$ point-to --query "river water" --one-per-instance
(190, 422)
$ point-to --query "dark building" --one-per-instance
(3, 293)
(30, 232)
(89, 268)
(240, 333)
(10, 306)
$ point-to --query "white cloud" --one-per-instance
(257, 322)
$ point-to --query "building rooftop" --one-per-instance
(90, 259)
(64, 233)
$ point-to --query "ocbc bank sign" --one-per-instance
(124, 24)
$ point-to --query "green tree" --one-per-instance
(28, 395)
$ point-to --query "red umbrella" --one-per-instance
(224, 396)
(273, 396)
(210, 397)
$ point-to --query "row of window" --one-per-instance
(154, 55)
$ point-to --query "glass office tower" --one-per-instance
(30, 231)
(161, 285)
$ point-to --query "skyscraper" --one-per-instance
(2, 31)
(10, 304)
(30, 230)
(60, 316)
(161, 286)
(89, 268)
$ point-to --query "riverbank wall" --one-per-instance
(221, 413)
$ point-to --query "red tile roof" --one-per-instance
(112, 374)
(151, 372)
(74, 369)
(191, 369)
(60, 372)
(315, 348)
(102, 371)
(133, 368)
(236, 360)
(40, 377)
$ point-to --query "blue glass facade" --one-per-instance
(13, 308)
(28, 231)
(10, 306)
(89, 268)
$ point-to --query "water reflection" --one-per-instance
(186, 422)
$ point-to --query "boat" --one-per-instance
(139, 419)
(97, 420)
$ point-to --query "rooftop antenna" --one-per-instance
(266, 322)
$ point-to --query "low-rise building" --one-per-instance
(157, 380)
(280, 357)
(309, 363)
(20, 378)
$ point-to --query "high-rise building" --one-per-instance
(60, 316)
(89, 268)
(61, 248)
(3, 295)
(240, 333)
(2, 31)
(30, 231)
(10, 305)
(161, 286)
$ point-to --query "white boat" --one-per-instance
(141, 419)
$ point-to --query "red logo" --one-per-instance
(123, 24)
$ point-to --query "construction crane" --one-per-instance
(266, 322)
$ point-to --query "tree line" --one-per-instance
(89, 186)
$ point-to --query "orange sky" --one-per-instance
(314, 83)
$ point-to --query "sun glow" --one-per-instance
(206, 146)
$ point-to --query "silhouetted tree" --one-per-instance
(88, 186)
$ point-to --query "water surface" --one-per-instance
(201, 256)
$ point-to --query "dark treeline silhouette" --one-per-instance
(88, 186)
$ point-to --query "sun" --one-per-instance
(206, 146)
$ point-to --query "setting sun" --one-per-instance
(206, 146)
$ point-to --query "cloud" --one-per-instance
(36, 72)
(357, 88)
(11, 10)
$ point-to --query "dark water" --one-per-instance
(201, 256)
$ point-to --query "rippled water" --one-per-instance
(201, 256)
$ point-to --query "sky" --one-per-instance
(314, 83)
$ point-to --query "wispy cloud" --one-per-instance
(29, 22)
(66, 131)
....
# PROBLEM DESCRIPTION
Would you restate each of the entries word for word?

# FINAL ANSWER
$ point-to --query "river water" --one-per-instance
(190, 422)
$ point-to --query "dark building" --one-per-instance
(3, 293)
(30, 232)
(89, 268)
(240, 333)
(10, 306)
$ point-to --query "white cloud" --one-per-instance
(257, 322)
$ point-to --query "building rooftop" --one-per-instance
(90, 259)
(64, 233)
$ point-to --query "ocbc bank sign" --one-per-instance
(124, 24)
$ point-to --query "green tree" --one-per-instance
(28, 395)
$ point-to --query "red umbrella" --one-per-instance
(224, 396)
(273, 396)
(210, 397)
$ point-to --query "row of window" --one-per-instance
(154, 55)
$ point-to --query "glass office tower" --one-per-instance
(30, 231)
(161, 285)
$ point-to --query "skyscraper" --one-per-instance
(2, 31)
(10, 304)
(30, 230)
(60, 316)
(161, 286)
(89, 268)
$ point-to --query "riverbank wall" --one-per-instance
(221, 413)
$ point-to --query "red tile roof" --one-per-instance
(112, 374)
(151, 372)
(74, 369)
(191, 369)
(60, 372)
(315, 348)
(102, 371)
(133, 368)
(236, 360)
(40, 377)
$ point-to --query "blue glass facade" --one-per-instance
(13, 308)
(28, 231)
(10, 306)
(89, 268)
$ point-to --query "water reflection" --one-per-instance
(186, 422)
$ point-to --query "boat" --one-per-instance
(139, 419)
(97, 420)
$ point-to --query "rooftop antenna" --one-per-instance
(266, 322)
$ point-to --query "low-rise building" --one-per-instance
(157, 380)
(280, 357)
(309, 363)
(20, 378)
$ point-to --query "high-rise building" --one-per-instance
(60, 316)
(89, 268)
(61, 248)
(3, 295)
(240, 333)
(2, 31)
(30, 231)
(10, 305)
(161, 286)
$ point-to --query "white boat" --one-per-instance
(141, 419)
$ point-to --query "red logo" --one-per-instance
(123, 24)
$ point-to --query "construction crane" --one-per-instance
(266, 322)
$ point-to --query "tree line" --one-per-instance
(89, 186)
$ point-to --query "orange sky" --one-per-instance
(314, 83)
$ point-to --query "sun glow" --one-per-instance
(206, 146)
$ point-to --query "silhouetted tree" --one-per-instance
(88, 186)
$ point-to --query "water surface" --one-per-instance
(201, 256)
$ point-to --query "dark treeline silhouette" --one-per-instance
(88, 186)
$ point-to --query "sun" --one-per-instance
(206, 146)
$ point-to --query "setting sun" --one-per-instance
(206, 146)
$ point-to --query "cloud" --one-per-instance
(36, 72)
(357, 88)
(11, 10)
$ point-to --query "dark water" --one-per-instance
(201, 256)
$ point-to --query "rippled water" --one-per-instance
(201, 256)
$ point-to --query "sky" --one-per-instance
(314, 83)
$ point-to --query "wispy cloud" --one-per-instance
(29, 22)
(66, 131)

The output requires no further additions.